**DOCUMENT SEGMENT**
■ ■ ■ ■ ■
Employers getting Hip to Corporate Culture?

If you think the unemployment numbers are high, take a look at the compliment employee engagement, which by all accounts seems to be relatively low.

Blessing White , Leadership IQ and Kenexa Research Institute in Minneapolis all report low levels of motivation among US workers.    Approximately 60-70% are disengaged OR under engaged? These were the figures reported in the  GFK US employee benchmark 2011 survey of organizations with more 5,000 employees.  Kinexa  shows a slightly lower rate of 42% vs. the global average of 47% disengaged.  Of course there is variance by sector, age and  role as well as natural variation due to alternative definitions of engagement.

In a worsening economy, triggered by layoffs, naturally employees begin to despair or experience burnout as they raises or either non-existent or minimal in spite of  increases in their workloads.   Furthering the malaise, Hay group survey results, as recently reported in the WSJ, expect lower median pay increases  in 2012 , or about 3%, which is below the 3.5% annual rate of inflation.  The Labor department survey shows voluntary resignations have dropped to 1.4%, lower than in April 2007 pre-recession levels of 2.2%.  Executive pay however, has increased more sharply due to bonuses and other performance-based pay.

As the seeds of greater income disparities continue to grow, and the economy sputters, without a motivated, fully engaged workforce how will executive management deliver  healthier and consistent corporate performance?

More powerful than the prospect of gain is the fear of loss.  As long as employees continue to fear that the grass isn’t greener elsewhere, many of these survey companies predict that voluntary turnover will  remain low.  Then again, it has always been true that compensation is not the only variable that affects employee attitude, motivation or performance.
■ ■ ■ ■ ■
Copy everything in the piece on employee engagement from "In a worsening" down to "consistent corporate performance?", substituting "gloom" for "malaise".
■ ■ ■ ■ ■
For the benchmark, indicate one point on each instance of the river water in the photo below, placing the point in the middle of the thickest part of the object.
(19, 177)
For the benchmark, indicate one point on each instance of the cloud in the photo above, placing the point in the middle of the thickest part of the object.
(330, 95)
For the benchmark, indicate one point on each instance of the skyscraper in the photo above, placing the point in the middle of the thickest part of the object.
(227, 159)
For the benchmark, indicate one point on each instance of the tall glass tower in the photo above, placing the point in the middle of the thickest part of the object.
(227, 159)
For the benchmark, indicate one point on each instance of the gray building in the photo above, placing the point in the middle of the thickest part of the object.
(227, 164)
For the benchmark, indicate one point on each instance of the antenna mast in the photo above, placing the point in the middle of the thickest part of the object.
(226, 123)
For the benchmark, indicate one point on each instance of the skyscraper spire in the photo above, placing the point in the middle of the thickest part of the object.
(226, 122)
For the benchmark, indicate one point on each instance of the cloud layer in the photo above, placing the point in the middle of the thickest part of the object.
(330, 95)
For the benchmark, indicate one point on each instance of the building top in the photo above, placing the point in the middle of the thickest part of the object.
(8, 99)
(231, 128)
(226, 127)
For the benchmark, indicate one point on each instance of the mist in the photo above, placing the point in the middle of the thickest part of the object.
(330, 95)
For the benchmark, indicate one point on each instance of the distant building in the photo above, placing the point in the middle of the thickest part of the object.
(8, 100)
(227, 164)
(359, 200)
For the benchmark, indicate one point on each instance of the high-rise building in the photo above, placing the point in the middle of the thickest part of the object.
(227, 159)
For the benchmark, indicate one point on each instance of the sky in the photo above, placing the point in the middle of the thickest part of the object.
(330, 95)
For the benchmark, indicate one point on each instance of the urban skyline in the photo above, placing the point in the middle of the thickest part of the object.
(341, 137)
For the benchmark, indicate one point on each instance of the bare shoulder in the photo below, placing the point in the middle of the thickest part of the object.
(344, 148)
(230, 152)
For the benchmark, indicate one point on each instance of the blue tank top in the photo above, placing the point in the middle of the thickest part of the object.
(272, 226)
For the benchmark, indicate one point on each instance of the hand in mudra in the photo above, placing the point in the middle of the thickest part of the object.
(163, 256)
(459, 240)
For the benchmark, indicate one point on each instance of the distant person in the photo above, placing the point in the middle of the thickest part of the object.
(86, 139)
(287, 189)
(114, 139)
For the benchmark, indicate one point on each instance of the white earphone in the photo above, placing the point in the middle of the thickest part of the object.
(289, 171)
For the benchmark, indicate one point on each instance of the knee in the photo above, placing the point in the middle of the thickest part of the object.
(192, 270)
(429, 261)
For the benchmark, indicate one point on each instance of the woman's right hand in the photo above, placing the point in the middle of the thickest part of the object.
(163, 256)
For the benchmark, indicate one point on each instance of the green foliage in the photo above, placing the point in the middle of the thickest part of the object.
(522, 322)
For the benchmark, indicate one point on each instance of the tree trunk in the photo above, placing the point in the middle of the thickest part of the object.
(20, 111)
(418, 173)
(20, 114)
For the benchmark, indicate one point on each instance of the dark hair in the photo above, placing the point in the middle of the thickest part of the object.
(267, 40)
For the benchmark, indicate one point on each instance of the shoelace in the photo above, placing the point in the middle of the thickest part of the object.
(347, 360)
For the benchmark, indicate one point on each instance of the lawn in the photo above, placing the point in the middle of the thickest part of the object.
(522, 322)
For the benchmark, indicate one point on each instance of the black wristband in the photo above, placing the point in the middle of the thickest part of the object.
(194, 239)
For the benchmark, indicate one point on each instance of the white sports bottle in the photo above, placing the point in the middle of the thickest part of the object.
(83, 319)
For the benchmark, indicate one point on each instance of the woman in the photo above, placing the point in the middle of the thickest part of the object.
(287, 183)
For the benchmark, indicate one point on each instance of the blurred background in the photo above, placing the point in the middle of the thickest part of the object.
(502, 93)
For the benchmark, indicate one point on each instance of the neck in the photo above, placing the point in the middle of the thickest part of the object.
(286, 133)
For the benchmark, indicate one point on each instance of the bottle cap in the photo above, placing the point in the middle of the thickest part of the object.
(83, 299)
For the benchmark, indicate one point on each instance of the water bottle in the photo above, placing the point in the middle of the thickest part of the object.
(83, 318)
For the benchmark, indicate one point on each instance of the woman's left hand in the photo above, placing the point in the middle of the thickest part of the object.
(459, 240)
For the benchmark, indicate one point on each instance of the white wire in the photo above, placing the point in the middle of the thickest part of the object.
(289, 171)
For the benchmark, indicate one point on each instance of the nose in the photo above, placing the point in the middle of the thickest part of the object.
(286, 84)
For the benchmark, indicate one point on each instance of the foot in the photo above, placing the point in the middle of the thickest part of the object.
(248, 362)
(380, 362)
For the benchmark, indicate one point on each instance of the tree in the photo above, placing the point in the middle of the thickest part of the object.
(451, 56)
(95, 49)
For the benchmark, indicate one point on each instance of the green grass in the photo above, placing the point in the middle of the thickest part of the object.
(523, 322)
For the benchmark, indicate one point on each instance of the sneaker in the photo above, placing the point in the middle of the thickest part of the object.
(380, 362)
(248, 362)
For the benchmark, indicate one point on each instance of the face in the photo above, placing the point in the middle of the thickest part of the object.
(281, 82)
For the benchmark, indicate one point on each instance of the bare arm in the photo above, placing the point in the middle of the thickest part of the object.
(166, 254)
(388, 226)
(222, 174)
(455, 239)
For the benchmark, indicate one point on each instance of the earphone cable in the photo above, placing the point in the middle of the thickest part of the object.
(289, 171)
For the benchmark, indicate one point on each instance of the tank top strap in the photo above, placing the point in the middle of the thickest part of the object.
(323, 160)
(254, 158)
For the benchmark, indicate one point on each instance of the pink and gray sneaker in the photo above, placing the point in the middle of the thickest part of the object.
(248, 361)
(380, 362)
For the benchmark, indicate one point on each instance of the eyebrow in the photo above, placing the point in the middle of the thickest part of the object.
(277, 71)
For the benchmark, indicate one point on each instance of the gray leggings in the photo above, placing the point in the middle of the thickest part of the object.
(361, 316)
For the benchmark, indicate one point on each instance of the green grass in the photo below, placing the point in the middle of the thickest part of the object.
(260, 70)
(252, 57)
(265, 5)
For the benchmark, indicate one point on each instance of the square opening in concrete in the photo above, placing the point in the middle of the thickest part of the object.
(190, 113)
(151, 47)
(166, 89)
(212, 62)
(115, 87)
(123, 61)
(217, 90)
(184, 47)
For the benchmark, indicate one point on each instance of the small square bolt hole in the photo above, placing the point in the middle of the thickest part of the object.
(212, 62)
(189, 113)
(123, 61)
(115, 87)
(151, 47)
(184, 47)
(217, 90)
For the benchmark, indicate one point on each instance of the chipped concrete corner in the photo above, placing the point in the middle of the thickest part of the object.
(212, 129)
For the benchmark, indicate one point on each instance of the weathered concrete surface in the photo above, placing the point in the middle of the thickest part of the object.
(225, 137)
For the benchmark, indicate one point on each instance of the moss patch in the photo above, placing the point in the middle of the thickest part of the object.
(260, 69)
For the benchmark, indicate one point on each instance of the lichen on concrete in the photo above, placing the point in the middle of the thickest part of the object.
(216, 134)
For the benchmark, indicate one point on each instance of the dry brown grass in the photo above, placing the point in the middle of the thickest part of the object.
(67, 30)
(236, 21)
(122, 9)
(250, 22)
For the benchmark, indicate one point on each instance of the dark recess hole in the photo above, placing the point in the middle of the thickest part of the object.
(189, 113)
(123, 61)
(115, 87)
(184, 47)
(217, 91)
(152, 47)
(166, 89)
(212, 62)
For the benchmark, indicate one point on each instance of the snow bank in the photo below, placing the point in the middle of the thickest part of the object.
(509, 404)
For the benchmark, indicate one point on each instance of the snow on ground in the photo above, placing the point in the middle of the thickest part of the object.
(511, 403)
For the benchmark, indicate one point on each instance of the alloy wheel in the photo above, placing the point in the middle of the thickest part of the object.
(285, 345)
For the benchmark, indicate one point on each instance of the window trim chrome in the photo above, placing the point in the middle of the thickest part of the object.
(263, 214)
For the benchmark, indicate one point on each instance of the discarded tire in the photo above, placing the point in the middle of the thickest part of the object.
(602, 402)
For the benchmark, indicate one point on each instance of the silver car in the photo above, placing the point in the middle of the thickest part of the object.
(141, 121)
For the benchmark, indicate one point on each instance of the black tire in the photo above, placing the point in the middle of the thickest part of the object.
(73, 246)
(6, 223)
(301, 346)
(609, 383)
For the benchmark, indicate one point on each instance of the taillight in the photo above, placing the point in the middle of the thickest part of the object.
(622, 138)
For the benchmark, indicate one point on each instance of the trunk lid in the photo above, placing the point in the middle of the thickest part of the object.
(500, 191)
■ ■ ■ ■ ■
**EXERCISE OUTPUT**
In a worsening economy, triggered by layoffs, naturally employees begin to despair or experience burnout as they raises or either non-existent or minimal in spite of  increases in their workloads.   Furthering the gloom, Hay group survey results, as recently reported in the WSJ, expect lower median pay increases  in 2012 , or about 3%, which is below the 3.5% annual rate of inflation.  The Labor department survey shows voluntary resignations have dropped to 1.4%, lower than in April 2007 pre-recession levels of 2.2%.  Executive pay however, has increased more sharply due to bonuses and other performance-based pay.

As the seeds of greater income disparities continue to grow, and the economy sputters, without a motivated, fully engaged workforce how will executive management deliver  healthier and consistent corporate performance?